Referring expression pointing data
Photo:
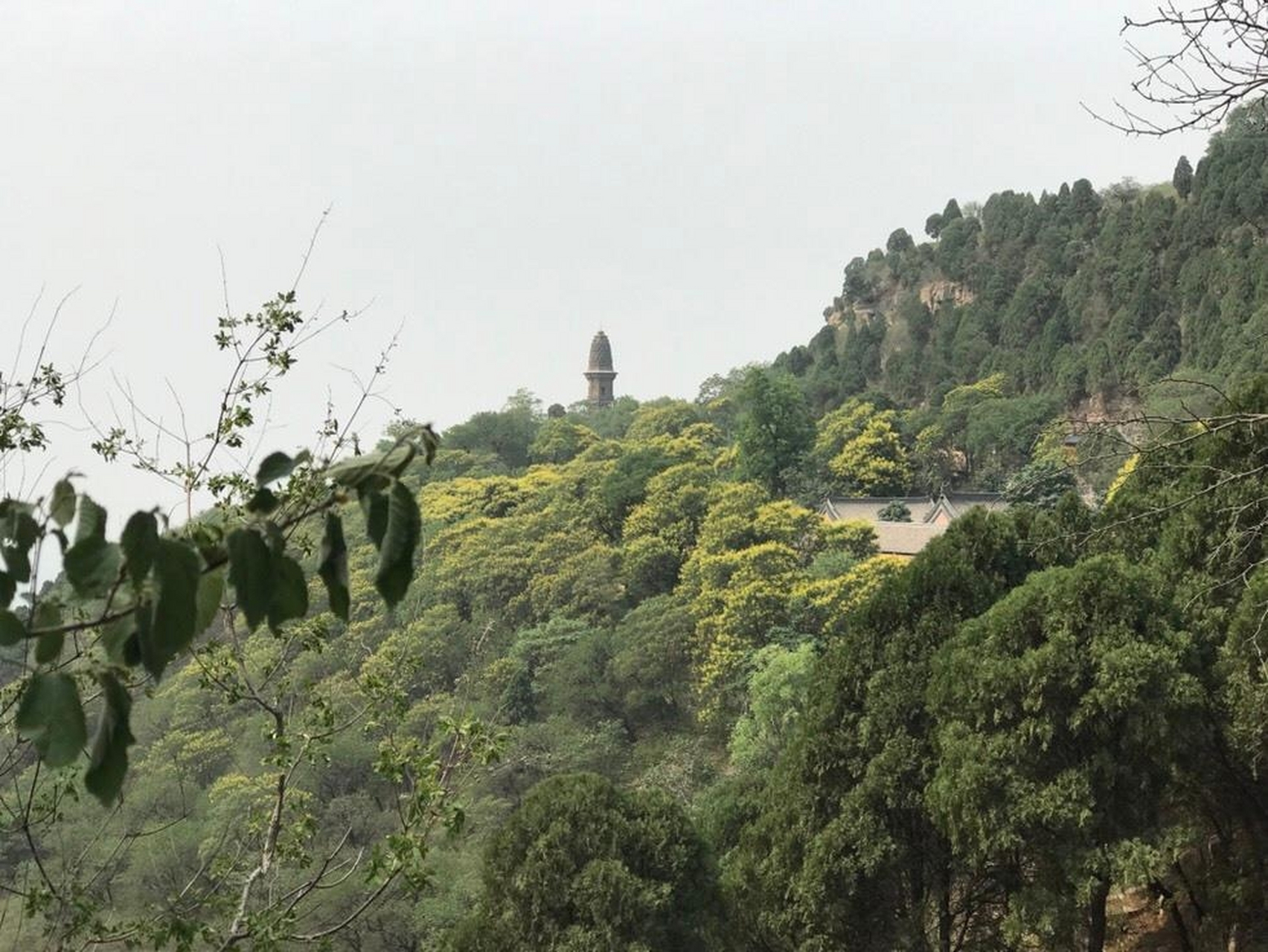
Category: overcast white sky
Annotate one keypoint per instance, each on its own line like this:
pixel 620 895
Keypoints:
pixel 509 178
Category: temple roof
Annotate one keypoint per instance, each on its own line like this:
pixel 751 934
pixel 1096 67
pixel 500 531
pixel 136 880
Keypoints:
pixel 600 354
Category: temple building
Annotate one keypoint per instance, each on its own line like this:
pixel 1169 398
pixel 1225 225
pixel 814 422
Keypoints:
pixel 925 518
pixel 600 373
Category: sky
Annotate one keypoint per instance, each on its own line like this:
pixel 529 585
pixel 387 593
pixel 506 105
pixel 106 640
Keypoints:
pixel 502 180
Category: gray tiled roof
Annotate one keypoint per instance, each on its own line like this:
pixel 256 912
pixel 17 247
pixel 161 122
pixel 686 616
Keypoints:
pixel 907 538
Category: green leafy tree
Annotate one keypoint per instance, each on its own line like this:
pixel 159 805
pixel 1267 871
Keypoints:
pixel 1063 712
pixel 1183 178
pixel 582 865
pixel 775 428
pixel 844 852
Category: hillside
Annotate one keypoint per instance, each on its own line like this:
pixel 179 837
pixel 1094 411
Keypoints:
pixel 639 696
pixel 1075 295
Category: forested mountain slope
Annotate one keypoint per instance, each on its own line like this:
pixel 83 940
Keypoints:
pixel 641 696
pixel 1073 295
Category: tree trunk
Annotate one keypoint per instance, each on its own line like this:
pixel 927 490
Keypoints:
pixel 1097 916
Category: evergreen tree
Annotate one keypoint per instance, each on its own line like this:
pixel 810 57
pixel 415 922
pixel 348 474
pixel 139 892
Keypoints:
pixel 775 430
pixel 1183 178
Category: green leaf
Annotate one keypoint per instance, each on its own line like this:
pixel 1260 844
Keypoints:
pixel 61 507
pixel 140 541
pixel 353 472
pixel 18 533
pixel 51 716
pixel 264 501
pixel 252 574
pixel 108 762
pixel 289 592
pixel 115 637
pixel 334 566
pixel 92 523
pixel 278 466
pixel 176 608
pixel 374 507
pixel 400 540
pixel 12 630
pixel 211 590
pixel 92 563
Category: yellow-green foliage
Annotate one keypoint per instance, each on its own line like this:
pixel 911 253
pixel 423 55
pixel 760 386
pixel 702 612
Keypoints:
pixel 1122 477
pixel 861 446
pixel 822 606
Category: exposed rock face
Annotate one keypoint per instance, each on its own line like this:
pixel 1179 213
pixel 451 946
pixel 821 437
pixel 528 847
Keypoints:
pixel 936 293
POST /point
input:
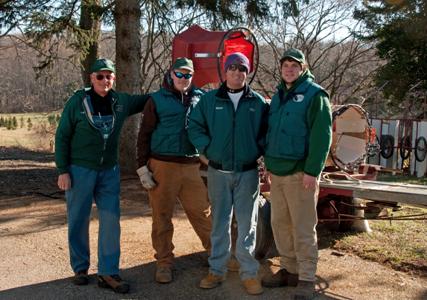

_Aim of the task_: Search the data for "roof". Copy every matching line.

_Answer to the problem_:
Category: temple roof
Category: gray tiled roof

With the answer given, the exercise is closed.